▶ _PROBLEM DESCRIPTION_:
Find the string "black" in the entries and copy each line that has it.

[Referring expression grounding data]
[Start of section]
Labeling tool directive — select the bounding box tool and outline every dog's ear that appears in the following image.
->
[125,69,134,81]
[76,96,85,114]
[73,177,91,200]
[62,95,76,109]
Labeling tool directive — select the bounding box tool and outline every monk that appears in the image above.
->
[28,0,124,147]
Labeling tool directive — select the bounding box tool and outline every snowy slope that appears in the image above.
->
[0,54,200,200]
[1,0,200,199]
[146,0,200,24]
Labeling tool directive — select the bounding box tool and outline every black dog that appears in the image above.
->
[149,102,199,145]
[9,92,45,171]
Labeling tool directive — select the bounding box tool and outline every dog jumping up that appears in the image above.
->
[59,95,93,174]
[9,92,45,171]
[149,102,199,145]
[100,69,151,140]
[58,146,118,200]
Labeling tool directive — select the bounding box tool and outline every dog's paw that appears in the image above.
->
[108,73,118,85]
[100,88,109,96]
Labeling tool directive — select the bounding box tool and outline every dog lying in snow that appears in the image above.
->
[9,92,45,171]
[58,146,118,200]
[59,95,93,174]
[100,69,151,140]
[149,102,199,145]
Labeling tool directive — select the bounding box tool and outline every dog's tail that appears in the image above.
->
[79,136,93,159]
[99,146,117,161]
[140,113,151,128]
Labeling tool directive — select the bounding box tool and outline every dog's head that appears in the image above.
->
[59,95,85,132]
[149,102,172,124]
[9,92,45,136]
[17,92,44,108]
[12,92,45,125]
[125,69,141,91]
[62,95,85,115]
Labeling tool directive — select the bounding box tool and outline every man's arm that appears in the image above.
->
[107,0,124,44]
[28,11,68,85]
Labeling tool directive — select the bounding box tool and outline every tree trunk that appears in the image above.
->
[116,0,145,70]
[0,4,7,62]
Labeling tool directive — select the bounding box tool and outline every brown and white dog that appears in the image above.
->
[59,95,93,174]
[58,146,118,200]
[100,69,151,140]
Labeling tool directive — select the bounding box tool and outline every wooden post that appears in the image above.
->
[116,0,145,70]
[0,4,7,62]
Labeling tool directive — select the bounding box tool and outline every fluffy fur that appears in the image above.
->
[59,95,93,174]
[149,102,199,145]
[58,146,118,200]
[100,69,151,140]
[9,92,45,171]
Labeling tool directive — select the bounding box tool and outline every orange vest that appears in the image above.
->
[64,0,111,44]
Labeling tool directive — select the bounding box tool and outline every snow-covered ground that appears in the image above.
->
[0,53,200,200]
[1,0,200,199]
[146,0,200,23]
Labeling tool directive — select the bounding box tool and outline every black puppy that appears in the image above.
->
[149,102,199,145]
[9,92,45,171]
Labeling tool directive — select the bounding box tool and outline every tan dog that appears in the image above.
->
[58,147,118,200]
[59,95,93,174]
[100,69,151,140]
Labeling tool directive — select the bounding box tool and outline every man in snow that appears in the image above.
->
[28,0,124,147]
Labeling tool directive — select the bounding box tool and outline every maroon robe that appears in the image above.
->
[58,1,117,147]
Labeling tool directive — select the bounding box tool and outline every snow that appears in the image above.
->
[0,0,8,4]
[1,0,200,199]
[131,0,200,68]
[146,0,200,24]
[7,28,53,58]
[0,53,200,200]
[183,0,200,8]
[End of section]
▶ _EXERCISE OUTPUT_:
Labeling tool directive — select the bounding box tool and outline every black dog that appears in the image above.
Labeling tool directive — select the bounding box tool and outline every black puppy that appears in the image above.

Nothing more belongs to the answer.